> [TASK DETAILS]
Set down exactly the lines that run from the line with "on the tree" to the end of the data, and nothing else.

> [MATERIAL FOR THIS EXERCISE]
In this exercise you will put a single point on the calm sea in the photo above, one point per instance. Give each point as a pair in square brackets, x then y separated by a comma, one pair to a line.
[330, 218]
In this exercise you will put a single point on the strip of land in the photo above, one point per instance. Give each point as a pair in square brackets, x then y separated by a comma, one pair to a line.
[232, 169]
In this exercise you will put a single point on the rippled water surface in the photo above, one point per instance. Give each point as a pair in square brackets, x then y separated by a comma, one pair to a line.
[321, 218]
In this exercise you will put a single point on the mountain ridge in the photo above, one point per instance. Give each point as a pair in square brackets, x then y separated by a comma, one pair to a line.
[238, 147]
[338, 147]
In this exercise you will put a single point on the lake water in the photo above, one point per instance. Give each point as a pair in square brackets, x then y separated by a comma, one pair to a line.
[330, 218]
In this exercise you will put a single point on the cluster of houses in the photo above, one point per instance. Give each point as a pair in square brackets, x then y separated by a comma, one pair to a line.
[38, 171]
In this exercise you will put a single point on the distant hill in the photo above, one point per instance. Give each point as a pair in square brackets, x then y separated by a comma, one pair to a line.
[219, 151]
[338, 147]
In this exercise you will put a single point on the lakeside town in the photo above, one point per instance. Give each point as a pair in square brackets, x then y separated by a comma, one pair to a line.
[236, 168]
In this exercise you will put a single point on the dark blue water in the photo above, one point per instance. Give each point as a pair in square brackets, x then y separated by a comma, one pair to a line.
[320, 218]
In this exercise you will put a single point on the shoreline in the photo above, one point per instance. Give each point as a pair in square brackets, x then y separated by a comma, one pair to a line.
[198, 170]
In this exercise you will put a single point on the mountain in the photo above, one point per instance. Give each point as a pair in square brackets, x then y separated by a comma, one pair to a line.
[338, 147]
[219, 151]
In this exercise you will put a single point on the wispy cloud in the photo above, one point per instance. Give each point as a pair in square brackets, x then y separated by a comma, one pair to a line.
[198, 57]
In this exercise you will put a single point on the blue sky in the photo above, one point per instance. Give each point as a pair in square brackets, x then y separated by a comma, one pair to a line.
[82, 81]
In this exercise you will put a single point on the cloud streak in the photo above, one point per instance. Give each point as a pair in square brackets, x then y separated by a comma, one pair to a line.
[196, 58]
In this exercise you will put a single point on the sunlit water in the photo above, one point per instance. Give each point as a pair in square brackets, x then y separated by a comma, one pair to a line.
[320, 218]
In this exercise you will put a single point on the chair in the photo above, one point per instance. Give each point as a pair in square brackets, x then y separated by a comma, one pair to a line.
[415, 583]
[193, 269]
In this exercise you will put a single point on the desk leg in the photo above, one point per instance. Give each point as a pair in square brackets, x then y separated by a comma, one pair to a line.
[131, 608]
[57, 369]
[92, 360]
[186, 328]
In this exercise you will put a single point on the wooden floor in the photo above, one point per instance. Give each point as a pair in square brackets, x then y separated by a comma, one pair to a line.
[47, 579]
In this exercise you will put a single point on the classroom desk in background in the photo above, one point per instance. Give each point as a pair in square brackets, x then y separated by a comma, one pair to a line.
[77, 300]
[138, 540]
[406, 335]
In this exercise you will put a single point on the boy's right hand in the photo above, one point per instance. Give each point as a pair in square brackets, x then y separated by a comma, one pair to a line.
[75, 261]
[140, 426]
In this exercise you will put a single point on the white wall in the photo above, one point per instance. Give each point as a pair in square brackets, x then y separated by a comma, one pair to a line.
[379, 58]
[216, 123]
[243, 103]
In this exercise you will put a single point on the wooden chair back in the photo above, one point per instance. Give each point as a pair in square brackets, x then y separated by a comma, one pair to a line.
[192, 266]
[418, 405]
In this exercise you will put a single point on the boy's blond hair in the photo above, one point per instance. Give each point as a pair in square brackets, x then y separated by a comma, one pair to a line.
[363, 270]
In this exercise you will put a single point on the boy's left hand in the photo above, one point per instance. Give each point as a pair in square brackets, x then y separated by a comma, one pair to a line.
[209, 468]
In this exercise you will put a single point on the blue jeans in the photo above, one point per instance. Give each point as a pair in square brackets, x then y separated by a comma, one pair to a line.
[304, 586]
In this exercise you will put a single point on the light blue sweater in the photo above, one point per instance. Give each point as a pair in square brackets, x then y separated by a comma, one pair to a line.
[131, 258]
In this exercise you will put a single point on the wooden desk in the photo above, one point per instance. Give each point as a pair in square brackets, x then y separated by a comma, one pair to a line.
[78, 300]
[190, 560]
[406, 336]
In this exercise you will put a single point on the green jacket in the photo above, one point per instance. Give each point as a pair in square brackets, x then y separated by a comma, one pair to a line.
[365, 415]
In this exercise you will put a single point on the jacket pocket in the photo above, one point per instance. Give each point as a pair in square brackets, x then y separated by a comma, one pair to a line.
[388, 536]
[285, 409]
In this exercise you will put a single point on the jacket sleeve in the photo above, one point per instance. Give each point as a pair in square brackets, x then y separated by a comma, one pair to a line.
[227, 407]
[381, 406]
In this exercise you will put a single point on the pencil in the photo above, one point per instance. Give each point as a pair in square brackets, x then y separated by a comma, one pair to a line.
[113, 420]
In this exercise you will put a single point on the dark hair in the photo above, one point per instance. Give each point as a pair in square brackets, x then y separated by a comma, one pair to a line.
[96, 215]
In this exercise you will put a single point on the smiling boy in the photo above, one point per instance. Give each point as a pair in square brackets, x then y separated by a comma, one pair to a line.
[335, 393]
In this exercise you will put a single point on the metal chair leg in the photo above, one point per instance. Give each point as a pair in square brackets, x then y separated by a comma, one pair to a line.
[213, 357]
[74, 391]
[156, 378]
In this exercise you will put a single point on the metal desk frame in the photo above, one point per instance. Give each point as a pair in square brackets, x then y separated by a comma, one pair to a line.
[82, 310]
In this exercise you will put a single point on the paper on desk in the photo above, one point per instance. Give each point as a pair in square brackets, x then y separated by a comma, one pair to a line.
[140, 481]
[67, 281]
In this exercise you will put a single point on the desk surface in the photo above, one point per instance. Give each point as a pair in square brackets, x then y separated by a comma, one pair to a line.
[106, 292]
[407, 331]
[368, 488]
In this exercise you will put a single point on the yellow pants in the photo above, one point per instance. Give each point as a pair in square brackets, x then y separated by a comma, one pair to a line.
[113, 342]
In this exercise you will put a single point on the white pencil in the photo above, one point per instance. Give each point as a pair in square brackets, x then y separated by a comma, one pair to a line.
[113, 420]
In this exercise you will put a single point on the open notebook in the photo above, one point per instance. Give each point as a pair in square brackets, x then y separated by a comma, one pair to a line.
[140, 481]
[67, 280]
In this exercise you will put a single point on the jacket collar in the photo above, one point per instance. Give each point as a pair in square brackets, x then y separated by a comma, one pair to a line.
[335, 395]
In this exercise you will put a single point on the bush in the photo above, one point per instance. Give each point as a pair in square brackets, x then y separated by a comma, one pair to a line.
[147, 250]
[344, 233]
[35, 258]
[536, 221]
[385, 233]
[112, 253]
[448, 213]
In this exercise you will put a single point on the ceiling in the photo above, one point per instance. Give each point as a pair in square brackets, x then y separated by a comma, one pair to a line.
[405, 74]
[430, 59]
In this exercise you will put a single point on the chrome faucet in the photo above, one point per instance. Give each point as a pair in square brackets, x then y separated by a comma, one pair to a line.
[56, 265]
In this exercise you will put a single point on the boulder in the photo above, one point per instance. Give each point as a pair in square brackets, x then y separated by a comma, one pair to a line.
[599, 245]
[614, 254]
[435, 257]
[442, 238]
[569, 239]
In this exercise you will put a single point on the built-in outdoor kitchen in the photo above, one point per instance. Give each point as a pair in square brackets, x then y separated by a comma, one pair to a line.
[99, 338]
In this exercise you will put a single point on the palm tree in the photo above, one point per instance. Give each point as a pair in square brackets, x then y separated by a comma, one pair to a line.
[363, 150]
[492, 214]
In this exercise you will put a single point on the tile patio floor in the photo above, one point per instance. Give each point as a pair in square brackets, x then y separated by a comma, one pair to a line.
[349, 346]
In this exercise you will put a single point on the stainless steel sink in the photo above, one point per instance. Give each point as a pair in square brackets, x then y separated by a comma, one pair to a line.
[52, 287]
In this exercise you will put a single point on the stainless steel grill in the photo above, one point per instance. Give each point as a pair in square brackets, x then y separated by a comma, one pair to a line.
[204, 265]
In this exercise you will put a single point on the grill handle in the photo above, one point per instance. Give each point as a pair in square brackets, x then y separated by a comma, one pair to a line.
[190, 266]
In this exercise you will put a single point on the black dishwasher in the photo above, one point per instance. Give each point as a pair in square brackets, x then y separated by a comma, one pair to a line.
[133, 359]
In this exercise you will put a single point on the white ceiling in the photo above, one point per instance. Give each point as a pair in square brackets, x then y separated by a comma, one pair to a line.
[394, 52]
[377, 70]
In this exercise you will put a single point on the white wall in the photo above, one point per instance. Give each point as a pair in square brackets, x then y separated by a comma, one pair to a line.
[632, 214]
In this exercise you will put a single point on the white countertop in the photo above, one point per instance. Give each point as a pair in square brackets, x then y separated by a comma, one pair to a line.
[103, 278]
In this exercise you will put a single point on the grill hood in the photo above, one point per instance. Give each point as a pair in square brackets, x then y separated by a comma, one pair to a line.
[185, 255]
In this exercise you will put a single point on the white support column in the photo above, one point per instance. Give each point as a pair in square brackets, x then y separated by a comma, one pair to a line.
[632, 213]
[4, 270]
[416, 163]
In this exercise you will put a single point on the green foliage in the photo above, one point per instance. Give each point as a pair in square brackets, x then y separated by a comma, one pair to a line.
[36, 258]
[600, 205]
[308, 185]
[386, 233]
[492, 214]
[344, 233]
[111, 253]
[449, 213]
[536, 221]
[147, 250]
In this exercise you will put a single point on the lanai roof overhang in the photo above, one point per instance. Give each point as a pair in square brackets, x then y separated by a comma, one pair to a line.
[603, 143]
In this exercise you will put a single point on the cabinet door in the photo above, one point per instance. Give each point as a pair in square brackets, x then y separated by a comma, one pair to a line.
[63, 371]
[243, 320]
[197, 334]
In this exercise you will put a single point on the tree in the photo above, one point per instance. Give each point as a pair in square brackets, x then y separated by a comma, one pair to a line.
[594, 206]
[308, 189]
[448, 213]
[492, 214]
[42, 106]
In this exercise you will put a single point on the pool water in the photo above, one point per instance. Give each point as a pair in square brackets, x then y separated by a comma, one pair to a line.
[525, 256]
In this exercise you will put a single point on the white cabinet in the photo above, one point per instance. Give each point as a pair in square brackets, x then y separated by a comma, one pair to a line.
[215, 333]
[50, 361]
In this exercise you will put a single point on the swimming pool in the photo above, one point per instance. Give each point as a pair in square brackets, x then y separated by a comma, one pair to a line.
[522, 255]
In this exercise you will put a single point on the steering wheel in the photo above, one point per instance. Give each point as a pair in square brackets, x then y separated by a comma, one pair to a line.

> [RESULT FOR THIS TASK]
In this exercise you will put a single point on the tree in the photo above, one point per instance. Give each point as a pair in square brackets, x then y separated by a comma, one pair to a line.
[594, 206]
[308, 189]
[448, 213]
[492, 214]
[42, 106]
In this exercise you will put a single point on the pool water in the photo above, one point per instance. Give each point as a pair in square brackets, x then y separated by a comma, one pair to a line.
[525, 256]
In this exercise you will put a single point on the white cabinet in the photo above, one point per instance. Give each point as a pair in square brackets, x then y separated by a comma, one pair to a line.
[215, 333]
[50, 361]
In this exercise you will put a single point on the swimming pool in the photo above, one point per instance. Give each point as a pair in square brackets, x then y separated by a comma, one pair to a line.
[522, 255]
In this exercise you will put a single point on the steering wheel in the photo above, one point per instance. Give each point as a pair in square brackets, x then y separated by a comma, one pair to a line.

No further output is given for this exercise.